TEXT PASSAGE.
################
At least six people have been killed in a car bombing at a local government office in Somalia's capital. Militant group al-Shabab claimed responsibility for the blast, which also destroyed a mosque and an Islamic school.
A suicide car bombing killed at least six people, including two children, outside a district headquarters in central Mogadishu on Sunday.
Authorities said the attacker detonated his explosive-laden vehicle after security forces stopped him at a checkpoint at the gate of the Hawlwadag local government office.
A spokesman for the mayor's office said the three soldiers who stopped the car died instantly, along with three civilians.
Fourteen people, including the deputy district commissioner, were critically injured.
Many of the victims were students at a nearby Islamic school that collapsed in the blast. A mosque and the local government headquarters were also brought down. Officials warned the death toll could rise.
Al-Shabab claims attack
Islamist extremist group al-Shabab later claimed responsibility for the explosion.
"We are behind the suicide attack," al-Shabab's military operations spokesman said. "We targeted the district office in which there was a meeting. We killed 10 people so far. We shall give details later."
Al-Shabab frequently stages attacks in the capital in an attempt to topple the internationally backed government. In October last year, the militant group carried out a truck bombing that killed more than 500 people.
In 2007, a 20,000-strong African Union peacekeeping force was deployed to Somalia under a UN mandate to bolster the government. Somali troops are meant to take over responsibility for the country's security in the coming years.
################
Photo-based referring expression data:
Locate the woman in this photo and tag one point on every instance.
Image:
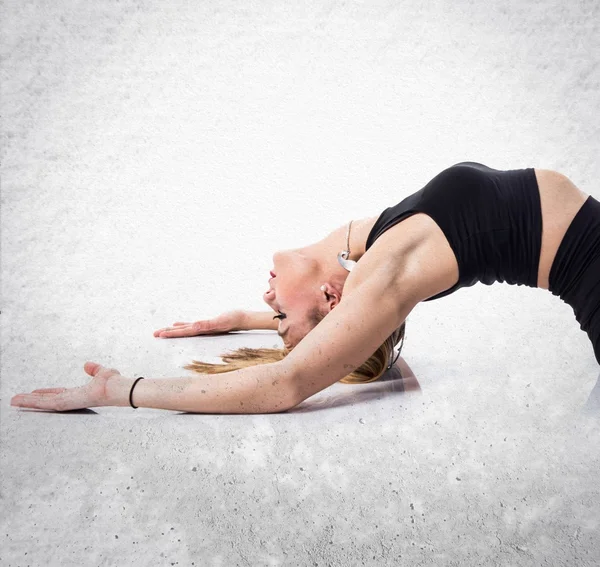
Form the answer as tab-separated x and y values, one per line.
470	223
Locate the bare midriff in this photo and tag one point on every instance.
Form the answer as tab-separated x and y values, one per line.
560	201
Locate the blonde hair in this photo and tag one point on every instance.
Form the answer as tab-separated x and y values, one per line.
369	371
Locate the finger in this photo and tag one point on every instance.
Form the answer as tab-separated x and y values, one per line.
179	332
92	368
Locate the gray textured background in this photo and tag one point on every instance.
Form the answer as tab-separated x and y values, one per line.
155	155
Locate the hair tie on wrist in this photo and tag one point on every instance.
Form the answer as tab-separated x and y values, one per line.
131	392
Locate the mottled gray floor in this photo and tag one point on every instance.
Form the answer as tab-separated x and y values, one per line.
156	154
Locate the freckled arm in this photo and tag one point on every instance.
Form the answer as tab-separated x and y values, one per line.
264	388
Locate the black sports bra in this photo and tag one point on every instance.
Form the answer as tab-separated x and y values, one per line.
491	218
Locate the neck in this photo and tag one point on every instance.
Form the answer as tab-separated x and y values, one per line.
325	251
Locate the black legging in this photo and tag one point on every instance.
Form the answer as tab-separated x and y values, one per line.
575	273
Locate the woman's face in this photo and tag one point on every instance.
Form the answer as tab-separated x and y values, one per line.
294	292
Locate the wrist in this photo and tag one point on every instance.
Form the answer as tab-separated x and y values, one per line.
117	391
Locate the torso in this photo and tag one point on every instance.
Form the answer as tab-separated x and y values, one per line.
428	255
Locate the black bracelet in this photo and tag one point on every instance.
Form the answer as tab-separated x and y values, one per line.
131	392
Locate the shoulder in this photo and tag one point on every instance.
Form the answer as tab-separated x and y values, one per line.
412	259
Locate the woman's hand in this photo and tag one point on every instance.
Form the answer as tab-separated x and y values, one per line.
224	323
93	394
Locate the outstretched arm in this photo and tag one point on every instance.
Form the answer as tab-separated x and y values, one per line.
256	389
236	320
347	336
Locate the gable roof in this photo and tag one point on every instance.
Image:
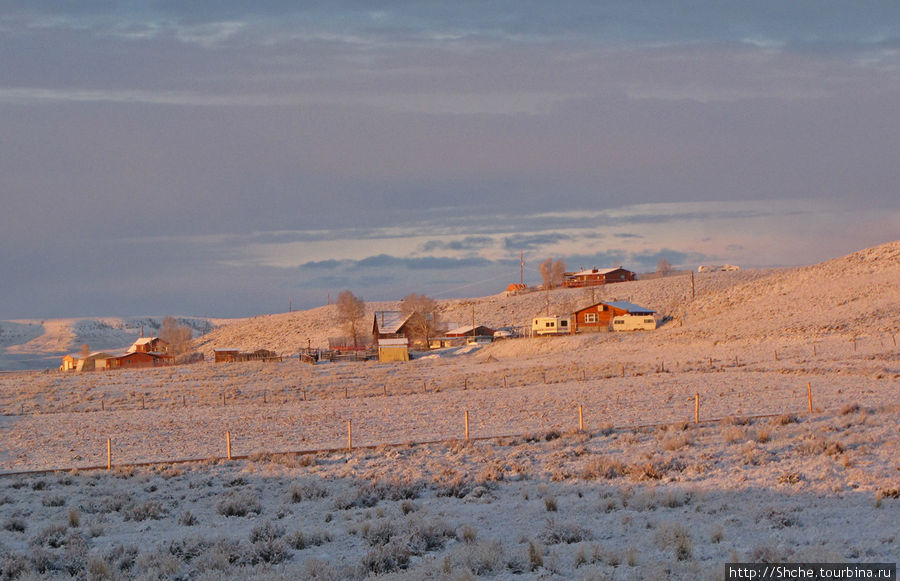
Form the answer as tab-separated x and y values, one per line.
630	308
595	271
390	321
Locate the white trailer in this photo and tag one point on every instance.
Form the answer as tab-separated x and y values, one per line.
634	323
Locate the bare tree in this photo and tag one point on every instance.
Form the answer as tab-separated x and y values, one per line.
558	272
552	272
663	267
351	312
424	317
178	336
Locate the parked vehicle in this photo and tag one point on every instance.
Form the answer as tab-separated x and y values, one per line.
551	325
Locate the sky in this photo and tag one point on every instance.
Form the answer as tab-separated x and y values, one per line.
229	159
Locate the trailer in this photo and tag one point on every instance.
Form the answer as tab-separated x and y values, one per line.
551	325
634	323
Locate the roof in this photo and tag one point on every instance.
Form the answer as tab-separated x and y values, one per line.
630	308
467	330
595	271
390	321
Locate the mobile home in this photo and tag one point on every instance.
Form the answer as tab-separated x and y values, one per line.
551	325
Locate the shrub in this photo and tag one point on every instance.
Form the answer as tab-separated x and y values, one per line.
566	532
239	504
784	420
605	468
150	509
379	533
673	535
299	540
428	535
386	558
14	525
467	534
307	490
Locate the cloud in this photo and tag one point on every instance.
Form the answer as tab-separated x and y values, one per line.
533	241
465	244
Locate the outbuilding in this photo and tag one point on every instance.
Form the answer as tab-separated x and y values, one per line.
393	349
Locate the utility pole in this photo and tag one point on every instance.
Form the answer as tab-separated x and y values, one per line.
522	266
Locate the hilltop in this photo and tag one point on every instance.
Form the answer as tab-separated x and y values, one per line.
854	295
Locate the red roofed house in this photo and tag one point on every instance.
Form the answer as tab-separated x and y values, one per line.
596	277
598	317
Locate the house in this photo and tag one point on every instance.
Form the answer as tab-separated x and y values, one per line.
226	355
470	331
555	325
390	325
396	349
149	345
139	359
598	317
596	277
95	361
69	363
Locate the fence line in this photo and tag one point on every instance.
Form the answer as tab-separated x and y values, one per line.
350	447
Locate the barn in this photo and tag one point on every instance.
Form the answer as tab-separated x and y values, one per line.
597	276
598	317
393	350
390	325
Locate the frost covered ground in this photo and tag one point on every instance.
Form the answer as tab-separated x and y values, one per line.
643	492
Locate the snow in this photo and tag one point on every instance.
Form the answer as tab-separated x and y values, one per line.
643	492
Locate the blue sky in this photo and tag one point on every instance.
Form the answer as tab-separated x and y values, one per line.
222	158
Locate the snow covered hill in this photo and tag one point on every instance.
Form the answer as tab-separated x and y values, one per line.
36	344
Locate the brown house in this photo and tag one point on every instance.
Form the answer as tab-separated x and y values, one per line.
598	317
595	277
149	345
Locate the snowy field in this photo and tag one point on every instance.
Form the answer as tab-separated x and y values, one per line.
642	492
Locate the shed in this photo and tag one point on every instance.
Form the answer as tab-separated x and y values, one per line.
138	359
470	331
390	325
598	317
393	349
597	276
94	361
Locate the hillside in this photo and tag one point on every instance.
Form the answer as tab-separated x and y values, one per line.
37	344
853	295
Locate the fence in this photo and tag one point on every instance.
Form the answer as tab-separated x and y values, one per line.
568	419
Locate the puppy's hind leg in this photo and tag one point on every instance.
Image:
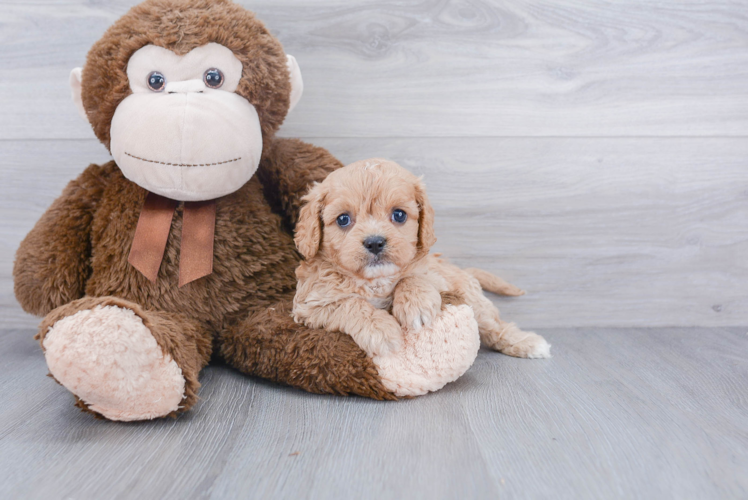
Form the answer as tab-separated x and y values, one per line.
507	338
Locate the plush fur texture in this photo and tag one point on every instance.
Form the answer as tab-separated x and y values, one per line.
424	365
372	296
74	260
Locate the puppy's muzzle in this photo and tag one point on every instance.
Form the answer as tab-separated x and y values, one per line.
375	244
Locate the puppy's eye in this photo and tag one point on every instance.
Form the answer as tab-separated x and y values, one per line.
156	81
344	220
399	216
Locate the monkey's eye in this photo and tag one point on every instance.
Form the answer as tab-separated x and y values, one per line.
344	220
213	78
399	216
156	81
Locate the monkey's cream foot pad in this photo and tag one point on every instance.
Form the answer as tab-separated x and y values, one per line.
433	356
109	359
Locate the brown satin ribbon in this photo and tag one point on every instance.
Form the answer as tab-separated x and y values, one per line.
152	233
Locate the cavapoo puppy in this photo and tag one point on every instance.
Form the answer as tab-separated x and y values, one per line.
365	234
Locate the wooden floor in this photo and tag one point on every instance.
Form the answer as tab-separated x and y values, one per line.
594	153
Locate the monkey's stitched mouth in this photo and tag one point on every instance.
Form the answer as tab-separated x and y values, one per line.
183	164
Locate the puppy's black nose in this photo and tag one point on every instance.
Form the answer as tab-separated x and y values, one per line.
375	244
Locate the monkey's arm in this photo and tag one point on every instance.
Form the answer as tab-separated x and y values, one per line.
53	262
288	169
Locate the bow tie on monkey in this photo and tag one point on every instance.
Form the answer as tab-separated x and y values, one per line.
187	132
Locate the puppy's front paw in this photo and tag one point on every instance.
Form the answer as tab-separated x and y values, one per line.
415	311
383	337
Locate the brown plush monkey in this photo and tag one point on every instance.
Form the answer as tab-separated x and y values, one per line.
181	247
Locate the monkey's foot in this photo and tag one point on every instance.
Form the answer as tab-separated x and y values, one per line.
433	356
110	360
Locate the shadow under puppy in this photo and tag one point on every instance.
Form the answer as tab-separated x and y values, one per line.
365	234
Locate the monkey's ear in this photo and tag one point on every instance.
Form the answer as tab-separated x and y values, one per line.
76	77
309	226
297	84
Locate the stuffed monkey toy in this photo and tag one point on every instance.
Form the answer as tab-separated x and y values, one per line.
181	248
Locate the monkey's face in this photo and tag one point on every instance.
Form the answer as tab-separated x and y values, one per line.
183	132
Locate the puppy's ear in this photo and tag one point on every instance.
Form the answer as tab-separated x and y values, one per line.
309	226
426	237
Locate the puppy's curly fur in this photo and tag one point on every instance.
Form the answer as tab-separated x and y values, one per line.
365	234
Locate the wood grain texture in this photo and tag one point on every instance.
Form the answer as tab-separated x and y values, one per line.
600	232
616	413
439	67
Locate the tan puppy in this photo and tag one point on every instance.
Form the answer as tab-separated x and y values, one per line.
365	234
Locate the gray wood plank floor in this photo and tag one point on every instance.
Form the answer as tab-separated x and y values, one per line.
616	413
593	153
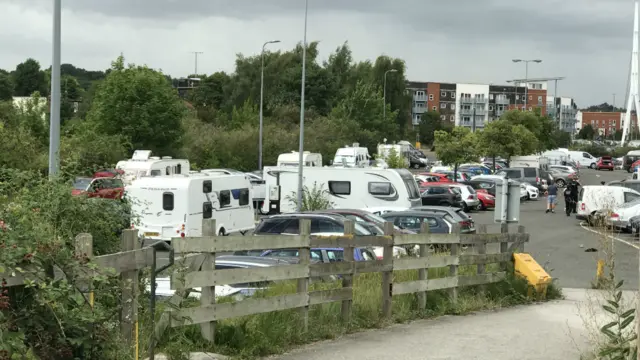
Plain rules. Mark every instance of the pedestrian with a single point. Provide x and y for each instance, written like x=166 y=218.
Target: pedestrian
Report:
x=552 y=192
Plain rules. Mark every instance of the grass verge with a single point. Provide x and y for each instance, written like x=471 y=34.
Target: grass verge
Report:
x=259 y=335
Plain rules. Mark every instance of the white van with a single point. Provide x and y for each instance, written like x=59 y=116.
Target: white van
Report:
x=143 y=164
x=352 y=188
x=583 y=159
x=593 y=198
x=293 y=159
x=175 y=205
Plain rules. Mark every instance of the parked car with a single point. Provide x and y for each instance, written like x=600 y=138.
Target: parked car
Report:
x=453 y=216
x=102 y=187
x=413 y=219
x=442 y=195
x=605 y=163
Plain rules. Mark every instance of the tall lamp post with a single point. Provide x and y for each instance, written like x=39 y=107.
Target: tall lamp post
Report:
x=384 y=94
x=261 y=97
x=526 y=76
x=54 y=127
x=304 y=73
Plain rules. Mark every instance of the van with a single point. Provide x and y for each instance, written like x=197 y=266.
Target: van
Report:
x=593 y=198
x=174 y=206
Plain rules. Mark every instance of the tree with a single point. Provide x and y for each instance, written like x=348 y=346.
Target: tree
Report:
x=140 y=104
x=29 y=78
x=587 y=133
x=456 y=147
x=6 y=87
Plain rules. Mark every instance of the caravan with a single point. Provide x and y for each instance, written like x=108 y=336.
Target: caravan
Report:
x=293 y=159
x=174 y=206
x=143 y=164
x=344 y=187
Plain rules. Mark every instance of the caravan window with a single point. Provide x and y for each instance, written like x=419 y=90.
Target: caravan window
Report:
x=167 y=201
x=206 y=186
x=340 y=187
x=244 y=197
x=380 y=188
x=207 y=210
x=225 y=198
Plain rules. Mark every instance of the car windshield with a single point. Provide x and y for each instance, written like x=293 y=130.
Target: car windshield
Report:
x=81 y=184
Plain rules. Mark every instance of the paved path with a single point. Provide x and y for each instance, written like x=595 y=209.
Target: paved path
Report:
x=545 y=331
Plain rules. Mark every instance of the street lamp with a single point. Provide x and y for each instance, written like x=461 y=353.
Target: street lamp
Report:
x=526 y=76
x=304 y=73
x=261 y=97
x=384 y=94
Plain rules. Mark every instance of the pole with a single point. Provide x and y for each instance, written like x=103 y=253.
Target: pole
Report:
x=304 y=73
x=54 y=127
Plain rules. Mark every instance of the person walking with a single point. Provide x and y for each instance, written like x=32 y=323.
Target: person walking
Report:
x=552 y=193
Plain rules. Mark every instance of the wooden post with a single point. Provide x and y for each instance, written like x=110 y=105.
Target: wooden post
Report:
x=482 y=250
x=303 y=284
x=129 y=301
x=453 y=269
x=504 y=246
x=387 y=276
x=423 y=273
x=84 y=248
x=208 y=293
x=347 y=280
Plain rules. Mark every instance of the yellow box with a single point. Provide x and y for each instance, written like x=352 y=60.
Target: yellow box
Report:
x=528 y=268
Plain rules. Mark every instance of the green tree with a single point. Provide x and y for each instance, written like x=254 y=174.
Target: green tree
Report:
x=588 y=133
x=6 y=87
x=139 y=103
x=29 y=78
x=456 y=147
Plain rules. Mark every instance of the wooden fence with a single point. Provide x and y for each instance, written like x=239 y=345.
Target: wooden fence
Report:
x=202 y=272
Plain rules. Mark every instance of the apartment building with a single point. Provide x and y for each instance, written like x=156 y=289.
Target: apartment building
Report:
x=473 y=105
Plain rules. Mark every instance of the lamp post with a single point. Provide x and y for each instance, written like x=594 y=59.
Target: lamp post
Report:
x=261 y=97
x=526 y=76
x=54 y=127
x=384 y=94
x=304 y=73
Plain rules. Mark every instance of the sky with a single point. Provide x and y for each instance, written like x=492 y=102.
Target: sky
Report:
x=466 y=41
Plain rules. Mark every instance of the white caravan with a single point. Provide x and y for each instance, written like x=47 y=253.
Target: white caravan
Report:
x=143 y=164
x=174 y=206
x=352 y=188
x=293 y=159
x=352 y=156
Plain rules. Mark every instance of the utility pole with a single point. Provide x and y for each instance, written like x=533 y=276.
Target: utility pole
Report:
x=196 y=53
x=54 y=126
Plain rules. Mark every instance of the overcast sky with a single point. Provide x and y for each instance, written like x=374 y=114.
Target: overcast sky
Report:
x=587 y=41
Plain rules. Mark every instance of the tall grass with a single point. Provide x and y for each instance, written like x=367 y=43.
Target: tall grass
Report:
x=271 y=333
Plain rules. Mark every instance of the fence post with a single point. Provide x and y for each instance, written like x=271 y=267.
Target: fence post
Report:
x=84 y=248
x=423 y=273
x=482 y=250
x=304 y=254
x=387 y=276
x=129 y=300
x=208 y=293
x=453 y=269
x=504 y=246
x=347 y=280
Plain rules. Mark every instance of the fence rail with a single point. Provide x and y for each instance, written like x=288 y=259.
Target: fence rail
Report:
x=207 y=277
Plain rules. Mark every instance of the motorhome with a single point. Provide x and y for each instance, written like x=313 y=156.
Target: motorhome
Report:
x=143 y=164
x=293 y=159
x=175 y=205
x=344 y=187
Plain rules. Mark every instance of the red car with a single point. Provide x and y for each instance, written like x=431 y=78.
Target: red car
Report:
x=605 y=163
x=101 y=187
x=487 y=201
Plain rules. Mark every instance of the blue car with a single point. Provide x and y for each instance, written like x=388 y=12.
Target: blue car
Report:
x=324 y=255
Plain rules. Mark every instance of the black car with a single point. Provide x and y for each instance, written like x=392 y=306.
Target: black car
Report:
x=443 y=195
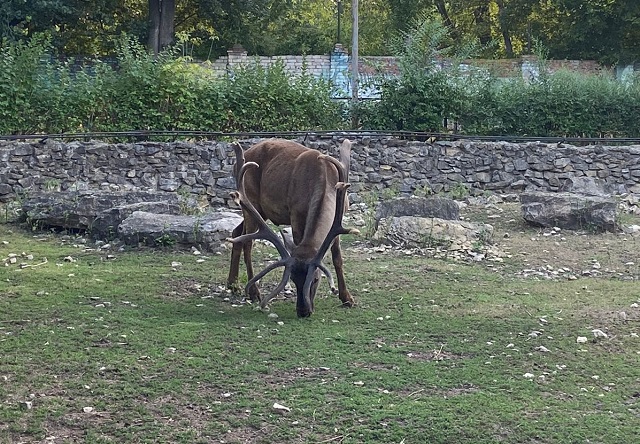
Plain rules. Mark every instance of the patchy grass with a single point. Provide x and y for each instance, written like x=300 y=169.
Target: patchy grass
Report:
x=130 y=349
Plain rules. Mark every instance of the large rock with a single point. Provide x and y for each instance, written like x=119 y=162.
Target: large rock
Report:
x=207 y=231
x=105 y=225
x=78 y=210
x=569 y=211
x=410 y=231
x=440 y=207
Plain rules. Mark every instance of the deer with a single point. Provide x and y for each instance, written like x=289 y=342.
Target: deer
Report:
x=289 y=184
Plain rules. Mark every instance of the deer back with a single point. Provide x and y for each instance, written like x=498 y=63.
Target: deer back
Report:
################
PROMPT 1. Quote the part of the Mogadishu bombing article that opens with the words containing "A spokesman for" and closes with "were critically injured.".
PROMPT 2. According to the Mogadishu bombing article, why does al-Shabab often carry out attacks in the capital?

WRITTEN RESPONSE 1.
A spokesman for the mayor's office said the three soldiers who stopped the car died instantly, along with three civilians.
Fourteen people, including the deputy district commissioner, were critically injured.

WRITTEN RESPONSE 2. Al-Shabab often carries out attacks in the capital to try to bring down the internationally backed government.